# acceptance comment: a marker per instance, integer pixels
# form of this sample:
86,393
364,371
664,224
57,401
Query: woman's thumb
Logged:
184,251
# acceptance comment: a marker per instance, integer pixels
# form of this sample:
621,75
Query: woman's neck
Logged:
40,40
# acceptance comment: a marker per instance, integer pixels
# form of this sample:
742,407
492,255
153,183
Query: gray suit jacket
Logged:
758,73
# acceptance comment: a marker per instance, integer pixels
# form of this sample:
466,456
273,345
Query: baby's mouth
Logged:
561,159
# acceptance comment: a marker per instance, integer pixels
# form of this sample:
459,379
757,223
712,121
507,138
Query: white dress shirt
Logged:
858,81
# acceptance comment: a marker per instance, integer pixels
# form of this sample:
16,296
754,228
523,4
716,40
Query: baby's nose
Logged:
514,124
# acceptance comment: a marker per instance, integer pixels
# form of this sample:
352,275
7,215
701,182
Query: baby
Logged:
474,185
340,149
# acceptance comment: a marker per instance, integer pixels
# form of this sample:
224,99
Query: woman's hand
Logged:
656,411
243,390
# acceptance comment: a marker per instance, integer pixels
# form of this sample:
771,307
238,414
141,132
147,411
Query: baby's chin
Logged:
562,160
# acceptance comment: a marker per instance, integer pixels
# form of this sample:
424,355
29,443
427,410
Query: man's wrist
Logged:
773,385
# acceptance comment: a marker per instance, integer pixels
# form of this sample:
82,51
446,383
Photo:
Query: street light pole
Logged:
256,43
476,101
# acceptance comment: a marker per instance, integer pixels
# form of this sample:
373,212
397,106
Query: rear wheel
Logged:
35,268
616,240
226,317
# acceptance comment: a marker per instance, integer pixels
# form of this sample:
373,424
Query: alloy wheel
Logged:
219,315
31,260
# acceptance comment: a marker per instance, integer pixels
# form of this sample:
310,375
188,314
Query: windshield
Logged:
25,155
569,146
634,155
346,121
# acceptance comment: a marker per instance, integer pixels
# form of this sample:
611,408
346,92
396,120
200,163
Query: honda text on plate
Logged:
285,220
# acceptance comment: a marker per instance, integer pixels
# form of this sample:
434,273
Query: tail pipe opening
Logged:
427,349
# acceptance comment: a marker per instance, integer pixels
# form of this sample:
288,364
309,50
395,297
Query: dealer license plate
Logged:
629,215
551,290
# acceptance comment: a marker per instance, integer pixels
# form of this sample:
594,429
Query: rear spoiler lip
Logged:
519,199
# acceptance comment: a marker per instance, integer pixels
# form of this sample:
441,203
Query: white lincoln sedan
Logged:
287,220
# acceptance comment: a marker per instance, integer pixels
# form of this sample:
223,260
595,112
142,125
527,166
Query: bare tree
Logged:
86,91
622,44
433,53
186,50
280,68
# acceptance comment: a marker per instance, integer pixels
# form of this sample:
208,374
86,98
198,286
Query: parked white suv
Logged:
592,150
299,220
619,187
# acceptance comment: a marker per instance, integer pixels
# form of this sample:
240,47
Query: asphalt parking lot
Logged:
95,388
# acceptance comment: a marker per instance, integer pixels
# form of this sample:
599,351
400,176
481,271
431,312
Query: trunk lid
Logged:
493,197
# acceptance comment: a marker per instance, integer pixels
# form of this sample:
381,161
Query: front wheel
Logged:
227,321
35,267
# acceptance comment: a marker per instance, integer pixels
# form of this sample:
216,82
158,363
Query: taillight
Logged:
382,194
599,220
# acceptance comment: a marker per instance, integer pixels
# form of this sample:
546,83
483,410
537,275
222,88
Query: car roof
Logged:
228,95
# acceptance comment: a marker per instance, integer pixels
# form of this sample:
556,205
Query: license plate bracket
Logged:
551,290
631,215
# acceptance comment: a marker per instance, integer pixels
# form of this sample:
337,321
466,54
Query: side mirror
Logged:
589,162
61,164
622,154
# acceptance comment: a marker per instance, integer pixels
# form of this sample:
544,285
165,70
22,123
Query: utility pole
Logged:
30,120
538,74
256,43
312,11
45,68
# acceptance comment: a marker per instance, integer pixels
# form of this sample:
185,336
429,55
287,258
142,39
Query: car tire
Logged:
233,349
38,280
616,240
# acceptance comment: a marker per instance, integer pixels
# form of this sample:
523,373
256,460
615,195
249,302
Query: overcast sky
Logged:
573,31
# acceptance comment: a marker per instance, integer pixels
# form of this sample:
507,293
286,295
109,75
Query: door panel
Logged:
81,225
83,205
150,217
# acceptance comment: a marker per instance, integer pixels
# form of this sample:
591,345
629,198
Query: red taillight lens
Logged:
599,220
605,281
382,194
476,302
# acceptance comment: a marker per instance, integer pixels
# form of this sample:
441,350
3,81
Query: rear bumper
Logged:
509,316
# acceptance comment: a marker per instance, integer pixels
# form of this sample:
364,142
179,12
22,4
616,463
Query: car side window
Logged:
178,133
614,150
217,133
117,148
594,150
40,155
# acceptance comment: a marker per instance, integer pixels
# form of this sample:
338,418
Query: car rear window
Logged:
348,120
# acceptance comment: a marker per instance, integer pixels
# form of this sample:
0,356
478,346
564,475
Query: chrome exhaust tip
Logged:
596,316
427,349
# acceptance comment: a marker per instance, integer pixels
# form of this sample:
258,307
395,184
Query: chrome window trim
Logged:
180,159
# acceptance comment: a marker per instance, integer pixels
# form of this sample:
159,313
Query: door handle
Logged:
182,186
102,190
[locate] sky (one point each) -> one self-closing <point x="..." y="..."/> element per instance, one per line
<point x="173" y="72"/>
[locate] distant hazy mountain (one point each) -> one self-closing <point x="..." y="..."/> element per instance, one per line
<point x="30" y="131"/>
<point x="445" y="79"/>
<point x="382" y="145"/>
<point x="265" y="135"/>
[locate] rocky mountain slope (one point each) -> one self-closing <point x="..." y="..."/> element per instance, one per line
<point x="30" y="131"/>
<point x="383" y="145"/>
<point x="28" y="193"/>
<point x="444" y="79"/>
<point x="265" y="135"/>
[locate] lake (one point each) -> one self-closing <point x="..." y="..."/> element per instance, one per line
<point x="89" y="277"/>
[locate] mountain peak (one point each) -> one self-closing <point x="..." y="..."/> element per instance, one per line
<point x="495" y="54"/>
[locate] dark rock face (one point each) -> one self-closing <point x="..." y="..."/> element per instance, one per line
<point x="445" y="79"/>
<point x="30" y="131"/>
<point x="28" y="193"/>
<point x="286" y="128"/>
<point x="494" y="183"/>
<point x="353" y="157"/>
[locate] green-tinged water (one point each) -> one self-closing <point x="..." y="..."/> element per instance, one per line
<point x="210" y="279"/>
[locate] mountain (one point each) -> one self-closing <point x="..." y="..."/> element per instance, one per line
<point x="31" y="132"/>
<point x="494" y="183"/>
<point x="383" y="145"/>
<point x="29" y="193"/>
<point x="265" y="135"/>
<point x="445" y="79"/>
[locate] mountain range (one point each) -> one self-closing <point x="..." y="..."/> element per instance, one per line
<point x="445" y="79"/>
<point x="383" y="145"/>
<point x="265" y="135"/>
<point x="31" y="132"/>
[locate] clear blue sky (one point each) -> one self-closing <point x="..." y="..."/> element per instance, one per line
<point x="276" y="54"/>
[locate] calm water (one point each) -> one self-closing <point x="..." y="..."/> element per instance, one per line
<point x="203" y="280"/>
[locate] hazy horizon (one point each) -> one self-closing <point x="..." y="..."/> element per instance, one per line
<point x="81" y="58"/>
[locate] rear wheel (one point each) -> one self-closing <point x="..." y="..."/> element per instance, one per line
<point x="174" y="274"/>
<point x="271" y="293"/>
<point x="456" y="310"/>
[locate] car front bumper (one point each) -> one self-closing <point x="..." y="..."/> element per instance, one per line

ABOUT THIS EXERCISE: Exactly as shown above, copy out the material.

RESPONSE BELOW:
# acceptance comment: a marker per instance, integer pixels
# form of this sample:
86,393
364,371
664,224
57,401
Query: woman's thumb
Logged:
184,251
# acceptance comment: a marker per instance, integer pixels
# form of this sample:
621,75
Query: woman's neck
Logged:
40,40
# acceptance comment: a marker per instance, integer pixels
# form of this sample:
742,407
492,255
153,183
Query: gray suit jacket
Logged:
758,73
# acceptance comment: a marker per instance, integer pixels
# form of this sample:
466,456
273,345
Query: baby's mouth
Logged:
561,159
# acceptance comment: a marker per instance, integer pixels
# form of this sample:
459,379
757,223
712,121
507,138
Query: white dress shirt
Logged:
858,81
# acceptance comment: a marker per instance, integer pixels
# form of this sample:
16,296
754,228
523,4
716,40
Query: baby's nose
Logged:
514,124
# acceptance comment: a marker per instance, integer pixels
# form of this sample:
352,275
7,215
701,182
Query: baby
Logged:
474,185
340,149
# acceptance comment: a marker per instance, integer pixels
# form of this sample:
224,99
Query: woman's hand
Logged:
656,411
243,390
# acceptance comment: a marker per instance, integer pixels
# form of this sample:
771,307
238,414
141,132
147,411
Query: baby's chin
Logged:
562,160
# acceptance comment: a marker per instance, integer pixels
# form of this sample:
424,355
29,443
427,410
Query: man's wrist
Logged:
773,385
# acceptance comment: a marker per instance, integer pixels
# form of this sample:
82,51
446,383
Photo:
Query: street light pole
Logged:
256,43
476,101
# acceptance comment: a marker per instance, integer pixels
# form of this sample:
373,212
397,106
Query: rear wheel
Logged:
35,268
616,240
226,317
# acceptance comment: a marker per instance, integer pixels
# form of this sample:
373,424
Query: alloy wheel
Logged:
219,315
31,260
# acceptance comment: a marker per instance, integer pixels
# form of this sample:
310,375
188,314
Query: windshield
Logged:
25,155
569,146
634,155
346,121
# acceptance comment: a marker per instance, integer pixels
# form of this sample:
611,408
346,92
396,120
200,163
Query: honda text on plate
Logged:
285,220
# acceptance comment: a marker per instance, integer pixels
# form of this sample:
434,273
Query: tail pipe opening
Logged:
427,349
# acceptance comment: a marker per instance, integer pixels
# form of this sample:
288,364
309,50
395,297
Query: dealer license plate
Logged:
629,215
551,290
# acceptance comment: a marker per instance, integer pixels
# form of this sample:
594,429
Query: rear spoiler lip
Logged:
519,199
# acceptance comment: a marker per instance, integer pixels
# form of this sample:
441,203
Query: white lincoln sedan
Logged:
287,220
# acceptance comment: a marker per instance, integer pixels
# form of this sample:
223,260
595,112
142,125
527,166
Query: bare tree
Logged:
86,91
622,44
433,53
186,50
280,68
# acceptance comment: a marker per instance, integer pixels
# form of this sample:
208,374
86,98
198,286
Query: parked white suv
Logged:
592,150
299,220
619,187
# acceptance comment: a marker per instance, integer pixels
# form of this sample:
240,47
Query: asphalt parking lot
Logged:
95,388
# acceptance comment: a marker per instance, integer pixels
# form of this sample:
599,351
400,176
481,271
431,312
Query: trunk lid
Logged:
493,197
# acceptance comment: a marker per instance, integer pixels
# form of this sample:
381,161
Query: front wheel
Logged:
227,321
35,267
# acceptance comment: a marker per instance, integer pixels
# form of this sample:
216,82
158,363
Query: taillight
Logged:
382,194
599,220
# acceptance comment: a marker per instance, integer pixels
# form of this sample:
546,83
483,410
537,275
222,88
Query: car roof
Logged:
228,95
# acceptance comment: a marker per instance, integer pixels
# form of this sample:
556,205
Query: license plate bracket
Logged:
551,290
631,215
# acceptance comment: a marker per instance, integer pixels
# form of this sample:
337,321
466,54
Query: side mirror
Logged:
589,162
61,164
622,154
# acceptance comment: a marker per instance, integer pixels
# form of this sample:
544,285
165,70
22,123
Query: utility pole
Logged:
30,120
538,74
256,43
312,11
45,68
# acceptance comment: a marker per instance, integer pixels
# form of this sample:
185,336
429,55
287,258
142,39
Query: car tire
Logged:
233,349
38,280
616,240
# acceptance comment: a marker per instance, integer pixels
# form of this sample:
523,373
256,460
615,195
249,302
Query: overcast sky
Logged:
573,31
# acceptance comment: a marker per instance, integer pixels
# form of this sample:
507,293
286,295
109,75
Query: door panel
Logged:
81,225
83,205
150,217
# acceptance comment: a marker per instance, integer pixels
# form of this sample:
591,345
629,198
Query: red taillight lens
Logged:
599,220
605,281
382,194
476,302
# acceptance comment: a marker per instance, integer pixels
# form of this sample:
441,350
3,81
Query: rear bumper
Logged:
509,316
# acceptance comment: a marker per instance, integer pixels
# form of this sample:
364,142
179,12
22,4
616,463
Query: car side window
Logged:
178,133
614,150
217,133
117,148
594,150
40,155
# acceptance comment: a marker per instance, integer pixels
# form of this sample:
338,418
Query: car rear window
Logged:
348,120
# acceptance comment: a marker per instance, integer pixels
# form of this sample:
0,356
478,346
564,475
Query: chrome exhaust tip
Logged:
596,316
427,349
# acceptance comment: a marker per instance, integer pixels
# form of this sample:
258,307
395,184
Query: chrome window trim
Logged:
180,159
# acceptance comment: a marker per instance, integer pixels
# form of this sample:
159,313
Query: door handle
Logged:
182,186
102,190
[locate] sky (one point each) -> one self-closing <point x="..." y="..."/> element per instance, one per line
<point x="173" y="72"/>
[locate] distant hazy mountain (one point each) -> one self-closing <point x="..." y="..."/> element per instance, one per line
<point x="30" y="131"/>
<point x="445" y="79"/>
<point x="382" y="145"/>
<point x="265" y="135"/>
[locate] rocky mountain slope (one point each) -> one self-closing <point x="..." y="..."/> element per instance, one per line
<point x="30" y="131"/>
<point x="383" y="145"/>
<point x="28" y="193"/>
<point x="444" y="79"/>
<point x="265" y="135"/>
[locate] lake (one point each) -> one self-closing <point x="..." y="..."/> element per instance, one per line
<point x="89" y="277"/>
[locate] mountain peak (one point each) -> one self-closing <point x="..." y="..."/> element per instance, one per line
<point x="495" y="54"/>
[locate] dark rock face (one point each) -> one self-closing <point x="..." y="..."/> element per instance, one per line
<point x="445" y="79"/>
<point x="30" y="131"/>
<point x="28" y="193"/>
<point x="286" y="128"/>
<point x="494" y="183"/>
<point x="353" y="157"/>
[locate] green-tinged water (one point each) -> one self-closing <point x="..." y="..."/> element per instance, one per line
<point x="210" y="279"/>
[locate] mountain (one point each) -> one self-closing <point x="..." y="..."/> element per instance, one per line
<point x="31" y="132"/>
<point x="494" y="183"/>
<point x="383" y="145"/>
<point x="29" y="193"/>
<point x="265" y="135"/>
<point x="445" y="79"/>
[locate] mountain range (one point each) -> one self-closing <point x="..." y="..."/> element per instance, one per line
<point x="445" y="79"/>
<point x="383" y="145"/>
<point x="265" y="135"/>
<point x="31" y="132"/>
[locate] clear blue sky (one point each) -> one self-closing <point x="..." y="..."/> element per instance, one per line
<point x="276" y="54"/>
[locate] calm water (one point each) -> one self-closing <point x="..." y="..."/> element per instance, one per line
<point x="203" y="280"/>
[locate] hazy horizon (one point each) -> one self-closing <point x="..." y="..."/> element per instance, one per line
<point x="81" y="58"/>
[locate] rear wheel (one point each) -> one self-closing <point x="..." y="..."/> element per instance, one per line
<point x="174" y="274"/>
<point x="271" y="293"/>
<point x="456" y="310"/>
[locate] car front bumper (one point each) -> one self-closing <point x="..." y="..."/> element per instance, one per line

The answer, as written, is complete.